Set task:
The records below are to be quoted in full; please keep every word exact.

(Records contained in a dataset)

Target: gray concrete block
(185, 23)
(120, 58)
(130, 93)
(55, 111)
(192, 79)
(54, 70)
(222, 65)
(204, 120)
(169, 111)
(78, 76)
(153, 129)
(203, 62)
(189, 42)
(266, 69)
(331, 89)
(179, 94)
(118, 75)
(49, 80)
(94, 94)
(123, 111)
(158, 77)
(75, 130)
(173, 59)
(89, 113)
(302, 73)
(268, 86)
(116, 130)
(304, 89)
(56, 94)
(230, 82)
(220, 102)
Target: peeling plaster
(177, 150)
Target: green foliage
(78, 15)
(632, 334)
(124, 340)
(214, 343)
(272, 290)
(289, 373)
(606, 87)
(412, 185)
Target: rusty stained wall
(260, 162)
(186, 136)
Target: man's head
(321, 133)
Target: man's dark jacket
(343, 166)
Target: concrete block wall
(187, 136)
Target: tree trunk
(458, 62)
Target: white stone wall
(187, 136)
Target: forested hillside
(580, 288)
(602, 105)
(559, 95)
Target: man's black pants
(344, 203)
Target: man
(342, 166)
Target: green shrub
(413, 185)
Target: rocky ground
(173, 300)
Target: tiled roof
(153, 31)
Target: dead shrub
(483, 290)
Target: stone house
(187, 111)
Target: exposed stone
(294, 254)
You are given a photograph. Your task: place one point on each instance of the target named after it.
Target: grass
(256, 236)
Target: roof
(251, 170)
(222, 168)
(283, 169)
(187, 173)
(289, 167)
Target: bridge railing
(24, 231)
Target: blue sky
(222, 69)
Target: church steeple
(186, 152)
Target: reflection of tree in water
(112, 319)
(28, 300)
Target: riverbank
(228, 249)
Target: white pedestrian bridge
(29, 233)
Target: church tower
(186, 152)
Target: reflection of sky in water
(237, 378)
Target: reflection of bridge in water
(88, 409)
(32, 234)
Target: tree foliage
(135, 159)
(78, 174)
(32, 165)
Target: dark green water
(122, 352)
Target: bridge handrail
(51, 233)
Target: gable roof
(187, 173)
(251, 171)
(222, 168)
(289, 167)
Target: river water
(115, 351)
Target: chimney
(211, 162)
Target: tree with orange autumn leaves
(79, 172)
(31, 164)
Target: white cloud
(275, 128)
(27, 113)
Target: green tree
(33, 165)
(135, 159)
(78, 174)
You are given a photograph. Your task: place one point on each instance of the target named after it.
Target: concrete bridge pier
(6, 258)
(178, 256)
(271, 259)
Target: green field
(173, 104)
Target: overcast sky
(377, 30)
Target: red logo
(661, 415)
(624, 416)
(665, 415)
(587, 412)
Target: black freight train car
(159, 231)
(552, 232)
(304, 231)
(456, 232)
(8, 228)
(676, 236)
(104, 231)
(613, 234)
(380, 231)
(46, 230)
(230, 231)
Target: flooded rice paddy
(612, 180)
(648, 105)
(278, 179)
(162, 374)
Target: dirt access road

Solved problem:
Target: gray concrete block
(185, 23)
(120, 58)
(130, 93)
(55, 111)
(192, 79)
(54, 70)
(222, 65)
(204, 120)
(169, 111)
(78, 76)
(153, 129)
(203, 62)
(189, 42)
(266, 69)
(331, 89)
(179, 94)
(118, 75)
(49, 80)
(94, 94)
(123, 111)
(158, 77)
(75, 130)
(173, 59)
(89, 113)
(302, 73)
(268, 86)
(116, 130)
(304, 89)
(56, 94)
(230, 82)
(220, 102)
Target: peeling plaster
(177, 150)
Target: green foliage
(78, 15)
(632, 334)
(124, 340)
(214, 343)
(272, 290)
(289, 373)
(606, 87)
(412, 185)
Target: rusty stained wall
(260, 162)
(186, 136)
Target: man's head
(321, 133)
Target: man's dark jacket
(343, 166)
Target: concrete block wall
(187, 136)
Target: tree trunk
(458, 62)
Target: white stone wall
(187, 136)
Target: forested hillside
(580, 288)
(602, 105)
(559, 95)
Target: man's black pants
(344, 203)
Target: man
(342, 166)
Target: green shrub
(413, 185)
Target: rocky ground
(173, 300)
Target: tiled roof
(153, 31)
Target: dead shrub
(483, 290)
Target: stone house
(187, 111)
Target: exposed stone
(294, 254)
You are given a photograph. Your task: place one point on each instance of the target named after it.
Target: grass
(256, 236)
Target: roof
(251, 170)
(222, 168)
(283, 169)
(187, 173)
(289, 167)
Target: bridge railing
(24, 231)
Target: blue sky
(222, 69)
Target: church steeple
(186, 152)
Target: reflection of tree in water
(112, 319)
(28, 300)
Target: riverbank
(228, 249)
Target: white pedestrian bridge
(29, 233)
Target: church tower
(186, 152)
Target: reflection of sky in water
(237, 378)
Target: reflection of bridge in water
(88, 409)
(32, 234)
Target: tree foliage
(135, 159)
(78, 174)
(32, 165)
Target: dark green water
(122, 352)
Target: bridge handrail
(51, 233)
Target: gable roof
(187, 173)
(251, 171)
(222, 168)
(289, 167)
Target: river water
(115, 351)
Target: chimney
(211, 162)
Target: tree with orange autumn leaves
(79, 172)
(31, 164)
Target: white cloud
(275, 128)
(27, 113)
Target: green tree
(33, 165)
(135, 159)
(78, 174)
You are given a photograph. Your task: place one point on each instance of the target named after it.
Target: concrete bridge pier
(6, 258)
(178, 256)
(271, 259)
Target: green field
(173, 104)
Target: overcast sky
(377, 30)
Target: red logo
(661, 415)
(624, 416)
(665, 415)
(587, 412)
Target: black freight train car
(159, 231)
(552, 232)
(304, 231)
(456, 232)
(8, 228)
(676, 236)
(104, 231)
(613, 234)
(380, 231)
(46, 230)
(230, 231)
Target: flooded rice paddy
(612, 180)
(648, 105)
(278, 179)
(162, 374)
Target: dirt access road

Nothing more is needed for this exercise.